Tarefa do exercício
Reproduza fielmente o trecho do texto sobre arbitragem de natação, começando em "Livre-arbítrio: poder que" e terminando em "ou tradição.".

O conteúdo a seguir foi transcrito a partir de Curso de Arbitragem de Natação conferido pelo árbitro da FINA Marcelo Falcão, em Natal/RN, nos anos de 2009 a 2015, servindo como revisão de conteúdo ou mesmo reciclagem.
De acordo com o Prof. Marcelo Falcão, árbitro brasileiro da FINA que atuou em diversos campeonatos mundiais e nas Olimpíadas do Rio 2016, algumas definições e objetivos são essenciais durante a análise de regras oficiais quando de procedimentos a serem adotados durante uma competição de natação pela equipe de arbitragem.
DEFINIÇÕES DA ARBITRAGEM
O juiz (latim “judex”,
de “jus” – o direito – e “dicere” – dizer): no direito, o juiz é o magistrado
encarregado de administrar a justiça.
Arbitragem: julgamento amigável de uma
divergência; julgamento de um jogo, de uma prova, de uma competição.
Arbitrar: julgar e decidir como árbitro;
determinar e decidir por arbítrio os pontos omissos nas regras.
O árbitro (latim
“arbitru”): na antiguidade, era aquele que decidia os casos duvidosos num
torneio, duelo ou desafio. Atualmente, é aquele que fiscaliza a observância das
regras, intervindo sempre que sejam violadas. O árbitro exerce as mesmas
funções em provas desportivas, com direito e autoridade para julgar e de acordo
com as regras a dirimir dúvidas e aplicar penalidades ou sanções.
Arbítrio: resolução arbitrária; vontade que
prepondera sobre a lei; voto ou escolha, arbítrio das partes.
Livre-arbítrio: poder que a pessoa tem de escolher de
acordo com a sua vontade, de se determinar.
Decisão arbitrária: que não é determinada por lei, regra
ou tradição, tendo-se que se utilizar do “bom senso”.
Arbitrariedade: cometer arbitrariedade, ter
procedimento arbitrário, não previsto em lei, injustiça, capricho pessoal.
Poder discricionário: poder de autoridade, sem restrições,
sem limites; que não obedece a condições, que não está previsto em lei, regra
ou tradição.
Erro de direito: errar sem observar os preceitos
legais (leis, regras etc.). O erro de direito torna nula a decisão – anula o
jogo, a prova, a competição.
Erro de fato: ação, coisa feita, coisa realmente
existente. É um fato, isto é, sabido, conhecido. Questão de fato a que versa
sobre a existência da ação. O erro humano não invalida a decisão da arbitragem,
seja por desconhecimento das regras, seja pelo propósito de obter vantagem.
Um árbitro pode cometer erro de
direito, mas não erro de fato. Uma vez decidida sobre a atitude tomada, cabe ao
réu provar em contrário através da comprovação do erro de direito da
arbitragem; caso contrário, pelo menos um segundo árbitro conhecedor das regras
servirá de testemunha sobre quaisquer dúvidas contra algum árbitro.

Trecho do conjunto de dados
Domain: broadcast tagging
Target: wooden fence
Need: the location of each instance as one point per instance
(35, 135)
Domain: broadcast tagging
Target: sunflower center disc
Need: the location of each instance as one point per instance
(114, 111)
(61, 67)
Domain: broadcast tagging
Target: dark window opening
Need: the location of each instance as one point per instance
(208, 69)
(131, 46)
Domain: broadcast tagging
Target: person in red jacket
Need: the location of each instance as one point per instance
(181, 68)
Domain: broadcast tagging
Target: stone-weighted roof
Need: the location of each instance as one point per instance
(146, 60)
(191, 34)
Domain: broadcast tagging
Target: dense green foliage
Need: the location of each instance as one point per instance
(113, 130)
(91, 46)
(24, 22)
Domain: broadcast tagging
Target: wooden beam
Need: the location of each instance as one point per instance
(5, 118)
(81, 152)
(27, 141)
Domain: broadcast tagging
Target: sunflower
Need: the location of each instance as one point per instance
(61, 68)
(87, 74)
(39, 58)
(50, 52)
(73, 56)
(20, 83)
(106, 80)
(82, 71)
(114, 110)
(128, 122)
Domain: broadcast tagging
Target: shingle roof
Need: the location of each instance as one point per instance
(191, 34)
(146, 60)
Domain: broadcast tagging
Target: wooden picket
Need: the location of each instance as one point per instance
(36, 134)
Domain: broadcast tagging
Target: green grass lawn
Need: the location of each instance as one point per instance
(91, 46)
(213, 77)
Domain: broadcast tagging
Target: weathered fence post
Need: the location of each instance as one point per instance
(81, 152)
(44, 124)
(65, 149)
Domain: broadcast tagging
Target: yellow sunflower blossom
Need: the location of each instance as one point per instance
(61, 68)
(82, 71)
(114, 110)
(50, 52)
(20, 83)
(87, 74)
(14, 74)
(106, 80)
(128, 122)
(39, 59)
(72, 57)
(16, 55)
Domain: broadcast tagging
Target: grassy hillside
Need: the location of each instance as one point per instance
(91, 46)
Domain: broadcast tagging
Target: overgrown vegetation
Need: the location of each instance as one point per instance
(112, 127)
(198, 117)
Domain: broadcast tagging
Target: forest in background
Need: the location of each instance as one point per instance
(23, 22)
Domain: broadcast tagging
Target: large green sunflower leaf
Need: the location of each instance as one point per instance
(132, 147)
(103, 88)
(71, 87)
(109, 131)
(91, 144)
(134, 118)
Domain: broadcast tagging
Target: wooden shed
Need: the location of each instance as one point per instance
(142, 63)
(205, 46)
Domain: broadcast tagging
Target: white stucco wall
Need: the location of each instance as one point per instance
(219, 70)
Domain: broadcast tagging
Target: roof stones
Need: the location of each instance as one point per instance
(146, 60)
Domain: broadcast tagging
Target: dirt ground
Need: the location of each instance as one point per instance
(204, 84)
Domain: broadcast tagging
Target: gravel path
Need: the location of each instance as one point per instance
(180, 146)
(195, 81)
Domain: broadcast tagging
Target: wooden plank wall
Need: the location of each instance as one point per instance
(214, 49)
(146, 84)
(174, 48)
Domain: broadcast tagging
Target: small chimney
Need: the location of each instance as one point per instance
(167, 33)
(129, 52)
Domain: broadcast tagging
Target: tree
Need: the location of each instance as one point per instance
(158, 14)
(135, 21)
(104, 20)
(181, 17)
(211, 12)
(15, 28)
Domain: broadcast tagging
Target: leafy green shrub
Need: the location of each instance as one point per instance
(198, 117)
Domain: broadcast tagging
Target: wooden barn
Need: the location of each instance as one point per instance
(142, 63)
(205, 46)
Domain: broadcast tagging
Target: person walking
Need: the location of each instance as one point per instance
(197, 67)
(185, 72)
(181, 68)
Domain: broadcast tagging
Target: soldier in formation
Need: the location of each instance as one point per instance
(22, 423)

...

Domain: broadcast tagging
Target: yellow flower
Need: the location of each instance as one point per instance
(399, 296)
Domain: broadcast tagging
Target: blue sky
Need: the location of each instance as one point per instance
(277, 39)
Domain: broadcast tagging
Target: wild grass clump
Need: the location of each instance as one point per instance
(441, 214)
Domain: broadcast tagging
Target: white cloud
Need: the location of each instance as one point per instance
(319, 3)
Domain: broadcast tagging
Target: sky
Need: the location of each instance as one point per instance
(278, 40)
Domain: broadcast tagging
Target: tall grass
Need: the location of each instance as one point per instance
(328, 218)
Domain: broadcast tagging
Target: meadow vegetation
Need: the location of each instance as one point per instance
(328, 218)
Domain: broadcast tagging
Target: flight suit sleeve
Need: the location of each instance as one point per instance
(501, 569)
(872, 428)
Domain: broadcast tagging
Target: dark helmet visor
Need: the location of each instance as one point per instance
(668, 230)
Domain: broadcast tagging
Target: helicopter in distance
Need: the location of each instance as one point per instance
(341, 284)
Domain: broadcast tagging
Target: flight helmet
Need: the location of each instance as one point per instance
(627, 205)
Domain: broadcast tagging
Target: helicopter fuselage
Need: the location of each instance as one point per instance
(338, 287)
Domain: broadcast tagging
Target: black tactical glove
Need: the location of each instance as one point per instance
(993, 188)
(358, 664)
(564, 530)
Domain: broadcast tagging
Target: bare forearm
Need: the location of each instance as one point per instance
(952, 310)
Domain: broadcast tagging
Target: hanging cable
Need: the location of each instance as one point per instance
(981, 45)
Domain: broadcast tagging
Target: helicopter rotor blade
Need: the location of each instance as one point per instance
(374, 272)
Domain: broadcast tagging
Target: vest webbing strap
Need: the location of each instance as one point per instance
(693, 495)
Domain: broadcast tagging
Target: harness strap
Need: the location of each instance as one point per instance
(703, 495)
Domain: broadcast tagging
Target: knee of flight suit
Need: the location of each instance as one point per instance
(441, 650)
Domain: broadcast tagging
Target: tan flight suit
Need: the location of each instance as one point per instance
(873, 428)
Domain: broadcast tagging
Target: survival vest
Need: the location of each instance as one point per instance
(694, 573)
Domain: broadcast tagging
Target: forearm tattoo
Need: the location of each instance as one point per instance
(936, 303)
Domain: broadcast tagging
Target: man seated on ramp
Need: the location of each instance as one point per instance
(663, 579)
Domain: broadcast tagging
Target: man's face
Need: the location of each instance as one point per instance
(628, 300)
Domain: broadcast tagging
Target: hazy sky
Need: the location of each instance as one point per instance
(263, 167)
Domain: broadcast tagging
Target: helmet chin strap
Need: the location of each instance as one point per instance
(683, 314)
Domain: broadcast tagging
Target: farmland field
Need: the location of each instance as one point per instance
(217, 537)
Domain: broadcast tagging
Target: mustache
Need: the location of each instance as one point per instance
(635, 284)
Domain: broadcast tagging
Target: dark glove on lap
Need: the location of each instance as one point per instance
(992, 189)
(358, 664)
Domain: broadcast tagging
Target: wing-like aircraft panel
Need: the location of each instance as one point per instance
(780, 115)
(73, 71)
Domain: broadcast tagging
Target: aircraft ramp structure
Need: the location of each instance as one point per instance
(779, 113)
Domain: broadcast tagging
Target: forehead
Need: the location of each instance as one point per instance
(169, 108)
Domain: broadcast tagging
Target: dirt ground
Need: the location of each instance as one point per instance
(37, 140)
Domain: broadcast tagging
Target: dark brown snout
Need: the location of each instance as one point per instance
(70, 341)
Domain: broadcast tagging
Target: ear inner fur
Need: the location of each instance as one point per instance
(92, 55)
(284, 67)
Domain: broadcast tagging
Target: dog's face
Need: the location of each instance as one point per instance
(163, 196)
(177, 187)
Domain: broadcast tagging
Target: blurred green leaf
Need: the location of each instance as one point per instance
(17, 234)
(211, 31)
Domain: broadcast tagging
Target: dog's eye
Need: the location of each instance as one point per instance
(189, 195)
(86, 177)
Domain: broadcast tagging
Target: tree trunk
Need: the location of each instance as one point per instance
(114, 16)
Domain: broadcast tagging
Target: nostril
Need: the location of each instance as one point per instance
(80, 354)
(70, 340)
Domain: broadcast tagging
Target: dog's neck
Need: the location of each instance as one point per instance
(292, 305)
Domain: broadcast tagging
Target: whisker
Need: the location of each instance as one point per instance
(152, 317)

--

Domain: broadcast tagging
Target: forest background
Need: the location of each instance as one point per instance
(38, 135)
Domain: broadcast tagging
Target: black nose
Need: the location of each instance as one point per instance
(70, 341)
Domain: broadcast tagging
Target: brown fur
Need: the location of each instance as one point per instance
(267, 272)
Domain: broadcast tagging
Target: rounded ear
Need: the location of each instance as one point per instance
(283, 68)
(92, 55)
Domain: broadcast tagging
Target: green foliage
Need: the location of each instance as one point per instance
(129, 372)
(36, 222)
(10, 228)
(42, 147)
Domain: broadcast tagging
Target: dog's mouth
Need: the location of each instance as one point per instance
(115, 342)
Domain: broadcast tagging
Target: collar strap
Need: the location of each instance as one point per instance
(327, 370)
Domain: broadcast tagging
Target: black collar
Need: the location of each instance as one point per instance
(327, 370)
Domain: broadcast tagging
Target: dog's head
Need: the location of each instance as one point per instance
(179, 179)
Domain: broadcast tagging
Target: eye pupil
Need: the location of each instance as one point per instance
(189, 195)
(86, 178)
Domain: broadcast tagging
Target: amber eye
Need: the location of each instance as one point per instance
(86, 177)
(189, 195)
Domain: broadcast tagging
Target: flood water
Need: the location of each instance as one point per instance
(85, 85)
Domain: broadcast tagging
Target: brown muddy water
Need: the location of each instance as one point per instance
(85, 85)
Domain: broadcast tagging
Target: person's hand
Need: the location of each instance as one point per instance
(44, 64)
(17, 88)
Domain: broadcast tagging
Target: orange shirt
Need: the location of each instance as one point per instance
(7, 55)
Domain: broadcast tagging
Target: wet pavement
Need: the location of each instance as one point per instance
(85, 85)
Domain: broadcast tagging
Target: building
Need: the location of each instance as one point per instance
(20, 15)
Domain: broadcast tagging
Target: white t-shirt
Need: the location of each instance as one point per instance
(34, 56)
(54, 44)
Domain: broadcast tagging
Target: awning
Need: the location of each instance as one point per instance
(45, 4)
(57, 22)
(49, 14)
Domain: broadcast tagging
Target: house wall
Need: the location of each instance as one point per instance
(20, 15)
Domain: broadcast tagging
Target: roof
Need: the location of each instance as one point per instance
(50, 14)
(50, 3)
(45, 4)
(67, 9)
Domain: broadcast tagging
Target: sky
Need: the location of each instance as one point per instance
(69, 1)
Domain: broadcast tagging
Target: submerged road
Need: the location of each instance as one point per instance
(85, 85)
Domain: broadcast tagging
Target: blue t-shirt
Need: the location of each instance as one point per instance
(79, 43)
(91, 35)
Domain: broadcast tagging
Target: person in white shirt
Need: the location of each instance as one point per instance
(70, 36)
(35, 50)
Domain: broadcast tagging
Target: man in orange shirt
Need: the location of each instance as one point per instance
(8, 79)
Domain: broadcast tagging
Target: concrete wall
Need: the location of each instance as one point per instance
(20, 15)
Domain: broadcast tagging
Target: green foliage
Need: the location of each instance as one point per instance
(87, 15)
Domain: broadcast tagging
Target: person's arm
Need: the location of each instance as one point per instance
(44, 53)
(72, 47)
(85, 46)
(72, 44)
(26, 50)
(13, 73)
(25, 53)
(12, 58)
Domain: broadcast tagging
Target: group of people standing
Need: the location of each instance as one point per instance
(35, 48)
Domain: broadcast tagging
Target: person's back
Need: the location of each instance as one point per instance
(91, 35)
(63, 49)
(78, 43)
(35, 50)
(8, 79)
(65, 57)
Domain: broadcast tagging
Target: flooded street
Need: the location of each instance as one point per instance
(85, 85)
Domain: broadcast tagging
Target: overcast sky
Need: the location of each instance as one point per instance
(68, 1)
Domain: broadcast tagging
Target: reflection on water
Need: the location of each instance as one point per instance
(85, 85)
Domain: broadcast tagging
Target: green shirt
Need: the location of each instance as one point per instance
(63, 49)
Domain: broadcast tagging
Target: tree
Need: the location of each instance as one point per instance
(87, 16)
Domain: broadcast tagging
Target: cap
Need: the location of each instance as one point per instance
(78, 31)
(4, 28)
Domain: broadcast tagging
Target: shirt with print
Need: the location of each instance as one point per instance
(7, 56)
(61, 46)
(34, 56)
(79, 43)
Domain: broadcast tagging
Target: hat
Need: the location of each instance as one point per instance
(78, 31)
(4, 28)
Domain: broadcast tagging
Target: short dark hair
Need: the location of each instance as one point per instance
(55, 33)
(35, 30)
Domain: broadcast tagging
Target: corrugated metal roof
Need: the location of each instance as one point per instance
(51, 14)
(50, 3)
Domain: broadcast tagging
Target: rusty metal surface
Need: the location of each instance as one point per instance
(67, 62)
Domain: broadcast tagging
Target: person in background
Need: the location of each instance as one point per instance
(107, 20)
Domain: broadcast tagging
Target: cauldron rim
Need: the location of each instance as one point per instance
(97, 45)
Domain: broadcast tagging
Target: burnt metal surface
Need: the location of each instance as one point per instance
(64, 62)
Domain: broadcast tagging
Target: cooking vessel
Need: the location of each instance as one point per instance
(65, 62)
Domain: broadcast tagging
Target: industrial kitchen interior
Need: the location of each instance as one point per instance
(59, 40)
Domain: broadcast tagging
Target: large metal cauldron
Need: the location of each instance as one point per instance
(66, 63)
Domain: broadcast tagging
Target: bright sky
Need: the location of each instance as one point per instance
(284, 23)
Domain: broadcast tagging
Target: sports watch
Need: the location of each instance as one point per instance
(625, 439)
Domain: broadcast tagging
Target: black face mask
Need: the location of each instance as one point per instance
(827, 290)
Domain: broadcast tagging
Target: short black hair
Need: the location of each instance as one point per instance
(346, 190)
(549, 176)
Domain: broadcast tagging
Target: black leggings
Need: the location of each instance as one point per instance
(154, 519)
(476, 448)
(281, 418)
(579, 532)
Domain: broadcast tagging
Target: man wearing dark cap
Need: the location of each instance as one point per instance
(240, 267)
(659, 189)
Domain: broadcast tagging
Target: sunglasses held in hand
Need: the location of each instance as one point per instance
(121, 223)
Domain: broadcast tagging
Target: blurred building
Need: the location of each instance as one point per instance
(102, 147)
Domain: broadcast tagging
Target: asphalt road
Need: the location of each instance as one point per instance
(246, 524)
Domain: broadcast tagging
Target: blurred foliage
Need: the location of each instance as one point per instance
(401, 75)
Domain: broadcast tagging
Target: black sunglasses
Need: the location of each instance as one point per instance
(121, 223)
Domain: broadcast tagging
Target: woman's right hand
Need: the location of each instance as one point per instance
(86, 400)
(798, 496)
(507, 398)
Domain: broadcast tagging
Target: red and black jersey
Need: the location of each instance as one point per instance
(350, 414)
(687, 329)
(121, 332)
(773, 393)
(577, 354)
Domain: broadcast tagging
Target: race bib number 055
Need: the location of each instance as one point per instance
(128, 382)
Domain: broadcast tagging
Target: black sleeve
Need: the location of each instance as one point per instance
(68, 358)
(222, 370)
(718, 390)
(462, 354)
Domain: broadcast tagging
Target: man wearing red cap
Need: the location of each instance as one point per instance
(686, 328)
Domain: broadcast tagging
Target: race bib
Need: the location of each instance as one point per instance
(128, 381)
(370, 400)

Resultado da tarefa
Livre-arbítrio: poder que a pessoa tem de escolher de
acordo com a sua vontade, de se determinar.
Decisão arbitrária: que não é determinada por lei, regra
ou tradição, tendo-se que se utilizar do “bom senso”.
Arbitrariedade: cometer arbitrariedade, ter
procedimento arbitrário, não previsto em lei, injustiça, capricho pessoal.
Poder discricionário: poder de autoridade, sem restrições,
sem limites; que não obedece a condições, que não está previsto em lei, regra
ou tradição.